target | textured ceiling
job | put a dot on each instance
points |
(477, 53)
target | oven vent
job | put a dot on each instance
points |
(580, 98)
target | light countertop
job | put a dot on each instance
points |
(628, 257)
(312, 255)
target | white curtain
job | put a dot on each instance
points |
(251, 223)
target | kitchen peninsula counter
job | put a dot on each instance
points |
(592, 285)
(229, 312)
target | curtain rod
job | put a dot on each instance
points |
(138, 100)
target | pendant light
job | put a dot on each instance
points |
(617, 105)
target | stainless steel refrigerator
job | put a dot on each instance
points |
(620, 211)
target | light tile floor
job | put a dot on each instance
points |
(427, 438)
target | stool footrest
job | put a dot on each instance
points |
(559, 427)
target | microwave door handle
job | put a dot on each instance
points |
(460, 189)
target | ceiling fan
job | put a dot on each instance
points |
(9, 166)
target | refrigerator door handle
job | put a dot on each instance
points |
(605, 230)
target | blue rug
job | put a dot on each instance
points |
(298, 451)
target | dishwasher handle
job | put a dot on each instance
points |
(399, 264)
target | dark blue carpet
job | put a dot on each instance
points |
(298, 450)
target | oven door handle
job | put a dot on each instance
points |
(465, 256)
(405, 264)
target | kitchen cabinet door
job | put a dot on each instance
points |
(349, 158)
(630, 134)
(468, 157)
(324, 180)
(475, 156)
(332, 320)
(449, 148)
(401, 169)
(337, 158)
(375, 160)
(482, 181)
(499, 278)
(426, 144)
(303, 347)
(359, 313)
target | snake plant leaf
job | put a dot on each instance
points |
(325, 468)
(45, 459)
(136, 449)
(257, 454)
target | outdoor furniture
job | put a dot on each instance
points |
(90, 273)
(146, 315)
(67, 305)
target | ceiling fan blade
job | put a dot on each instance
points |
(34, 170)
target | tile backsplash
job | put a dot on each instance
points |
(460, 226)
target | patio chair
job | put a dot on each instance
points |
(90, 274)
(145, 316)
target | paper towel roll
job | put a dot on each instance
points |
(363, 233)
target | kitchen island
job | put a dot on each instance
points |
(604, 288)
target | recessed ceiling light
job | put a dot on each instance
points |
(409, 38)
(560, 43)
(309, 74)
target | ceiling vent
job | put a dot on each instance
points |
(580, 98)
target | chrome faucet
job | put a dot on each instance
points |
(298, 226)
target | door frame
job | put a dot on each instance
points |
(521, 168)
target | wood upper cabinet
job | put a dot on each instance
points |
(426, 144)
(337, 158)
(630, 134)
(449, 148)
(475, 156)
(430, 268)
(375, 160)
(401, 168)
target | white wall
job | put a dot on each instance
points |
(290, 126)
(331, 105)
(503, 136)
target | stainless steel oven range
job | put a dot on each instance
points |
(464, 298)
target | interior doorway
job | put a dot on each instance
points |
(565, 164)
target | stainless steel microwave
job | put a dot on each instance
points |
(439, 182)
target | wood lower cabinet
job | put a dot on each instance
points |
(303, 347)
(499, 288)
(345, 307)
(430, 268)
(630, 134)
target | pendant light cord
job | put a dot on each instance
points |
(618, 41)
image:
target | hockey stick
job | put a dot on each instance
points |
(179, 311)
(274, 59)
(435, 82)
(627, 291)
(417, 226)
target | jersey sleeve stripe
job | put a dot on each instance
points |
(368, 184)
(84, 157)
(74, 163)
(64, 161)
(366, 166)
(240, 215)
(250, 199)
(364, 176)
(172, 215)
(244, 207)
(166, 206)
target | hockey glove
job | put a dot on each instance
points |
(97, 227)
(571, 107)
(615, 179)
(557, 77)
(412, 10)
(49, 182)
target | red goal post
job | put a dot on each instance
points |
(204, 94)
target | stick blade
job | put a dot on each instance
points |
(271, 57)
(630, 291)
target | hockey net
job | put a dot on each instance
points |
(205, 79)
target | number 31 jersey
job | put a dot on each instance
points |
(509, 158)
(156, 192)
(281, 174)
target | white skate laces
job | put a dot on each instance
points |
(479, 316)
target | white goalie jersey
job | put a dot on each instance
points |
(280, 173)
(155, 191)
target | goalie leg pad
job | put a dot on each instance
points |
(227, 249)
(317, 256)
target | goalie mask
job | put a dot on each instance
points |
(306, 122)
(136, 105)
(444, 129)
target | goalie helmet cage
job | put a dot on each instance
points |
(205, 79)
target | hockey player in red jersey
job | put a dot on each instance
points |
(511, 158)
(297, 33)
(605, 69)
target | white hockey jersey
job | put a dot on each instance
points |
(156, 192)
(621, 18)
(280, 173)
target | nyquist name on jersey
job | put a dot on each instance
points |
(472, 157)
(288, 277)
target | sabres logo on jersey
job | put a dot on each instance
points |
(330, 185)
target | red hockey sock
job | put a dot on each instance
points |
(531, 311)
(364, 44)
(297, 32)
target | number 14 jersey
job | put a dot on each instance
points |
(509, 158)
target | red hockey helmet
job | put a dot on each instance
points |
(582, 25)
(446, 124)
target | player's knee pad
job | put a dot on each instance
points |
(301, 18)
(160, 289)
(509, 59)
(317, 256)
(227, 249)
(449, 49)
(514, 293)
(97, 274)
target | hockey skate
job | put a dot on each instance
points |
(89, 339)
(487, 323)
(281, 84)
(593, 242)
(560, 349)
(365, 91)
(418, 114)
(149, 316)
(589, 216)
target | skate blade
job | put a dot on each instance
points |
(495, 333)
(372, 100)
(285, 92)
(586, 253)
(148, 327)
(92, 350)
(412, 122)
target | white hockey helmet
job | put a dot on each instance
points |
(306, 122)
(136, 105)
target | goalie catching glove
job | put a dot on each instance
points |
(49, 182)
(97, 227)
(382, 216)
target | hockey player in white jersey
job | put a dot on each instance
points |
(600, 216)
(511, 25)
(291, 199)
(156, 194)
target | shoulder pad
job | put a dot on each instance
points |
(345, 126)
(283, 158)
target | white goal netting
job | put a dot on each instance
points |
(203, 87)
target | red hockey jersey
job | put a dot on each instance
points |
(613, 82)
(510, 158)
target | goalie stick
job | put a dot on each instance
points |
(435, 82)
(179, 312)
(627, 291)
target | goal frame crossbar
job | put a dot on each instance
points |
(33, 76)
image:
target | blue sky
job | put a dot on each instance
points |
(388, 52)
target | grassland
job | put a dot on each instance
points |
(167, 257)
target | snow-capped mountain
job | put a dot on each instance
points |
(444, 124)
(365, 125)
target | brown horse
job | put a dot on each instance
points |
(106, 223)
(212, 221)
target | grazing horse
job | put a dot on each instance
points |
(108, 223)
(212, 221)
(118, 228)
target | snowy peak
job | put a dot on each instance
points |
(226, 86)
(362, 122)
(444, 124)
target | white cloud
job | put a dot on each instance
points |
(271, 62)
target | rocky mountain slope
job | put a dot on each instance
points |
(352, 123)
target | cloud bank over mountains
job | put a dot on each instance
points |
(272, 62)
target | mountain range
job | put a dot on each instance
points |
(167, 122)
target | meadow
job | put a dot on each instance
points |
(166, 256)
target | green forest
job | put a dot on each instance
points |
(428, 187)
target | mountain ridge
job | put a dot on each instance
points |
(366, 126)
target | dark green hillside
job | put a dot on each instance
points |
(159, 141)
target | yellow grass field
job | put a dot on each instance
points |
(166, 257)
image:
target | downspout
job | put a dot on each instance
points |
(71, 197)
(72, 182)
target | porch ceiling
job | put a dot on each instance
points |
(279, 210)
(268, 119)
..............................
● About this exercise:
Using the records above, restate word for word the lines from the one with "target | hockey player in white jersey" through the one with "target | white goal netting", both included.

● Reply:
target | hockey player in white jersey
job | put a dot on each instance
points |
(600, 216)
(511, 25)
(291, 199)
(156, 194)
target | shoulder pad
job | put a dot on each instance
points |
(345, 126)
(283, 158)
target | white goal netting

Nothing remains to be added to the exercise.